__FRAGMENTO__.
▽
En los distintos textos de la ciencia de comunicación especial, llamada semiótica, encontramos diversos conceptos de símbolo. Frecuentemente hay confusión con otros conceptos como señal, y más especialmente, por ser más genérico con signo. Se va haciendo cada vez más consenso en torno a estos conceptos: El mundo de los signos está constituido por realidades sensibles, los significantes, que nos llevan al conocimiento de realidades “invisibles”, es decir no inmediatas, los significados.

En un plano más utilitario y elemental está la señal. Por simple acuerdo convencional, un significante material nos remite a un significado práctico (un ejemplo podría ser las señales de tráfico). Su plano es la advertencia.

En un nivel superior está el signo, en el que la relación entre significante y significado está basada en cierto lazo natural (por ejemplo la figura de un león y la idea de fuerza). Su plano es la información. Pertenece al ser.

Finalmente viene el símbolo, mucho más alto y más difícil de expresar. Aquí la relación entre el significante y el significado es natural, no arbitraria. Es un revelador de lo profundo que no está del todo presente, que se relaciona con experiencias humanas básicas, poniendo en relación dos realidades que, aunque separadas, están llamadas a existir unidas.

“El símbolo implica la presencia de la realidad simbolizada, de una manera figurada, pero real... El símbolo se percibe por connaturalidad o experiencia, en la que toma parte y se compromete la persona, influyendo sobre todo el peso de la fe y la atracción del amor” (La celebración litúrgica: Fenomenología y teología de la celebración, L. Maldonado y P. Fernández, en La celebración en la Iglesia, vol. I, p. 305, ed. Sígueme, Salamanca, 1985).

“El símbolo participa de la realidad de lo simbolizado, está enraizado en ella y de algún modo lo hace presente. No sólo lo manifiesta sino que lo presencializa, lo acerca” (op. cit., p. 296). “A la experiencia simbólica sólo llegamos por el conocimiento unitario, global, es decir sensible, imaginativo, intuitivo, no irracional, pero sí supra-racional”.
△
__DATOS PROPORCIONADOS__.
▽
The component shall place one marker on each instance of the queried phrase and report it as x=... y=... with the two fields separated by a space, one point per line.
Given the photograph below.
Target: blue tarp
△
__OBJETIVO PLANTEADO 1__. ¿Concuerdan con el fragmento estas afirmaciones? Responde sí o no a cada una y cita literalmente las palabras del fragmento que lo deciden. (a) La señal se basa en un acuerdo convencional. (b) El plano del signo es la advertencia. (c) En el símbolo, la relación entre significante y significado es arbitraria.
__OBJETIVO PLANTEADO 2__. Reproduce sin cambios el pasaje del fragmento que arranca en las palabras "En los distintos" y termina después de "inmediatas, los significados.".

__RESULTADO 1__.
(a) Sí: «Por simple acuerdo convencional, un significante material nos remite a un significado práctico».
(b) No: «Su plano es la información.»
(c) No: «Aquí la relación entre el significante y el significado es natural, no arbitraria.»

__RESULTADO 2__.
En los distintos textos de la ciencia de comunicación especial, llamada semiótica, encontramos diversos conceptos de símbolo. Frecuentemente hay confusión con otros conceptos como señal, y más especialmente, por ser más genérico con signo. Se va haciendo cada vez más consenso en torno a estos conceptos: El mundo de los signos está constituido por realidades sensibles, los significantes, que nos llevan al conocimiento de realidades “invisibles”, es decir no inmediatas, los significados.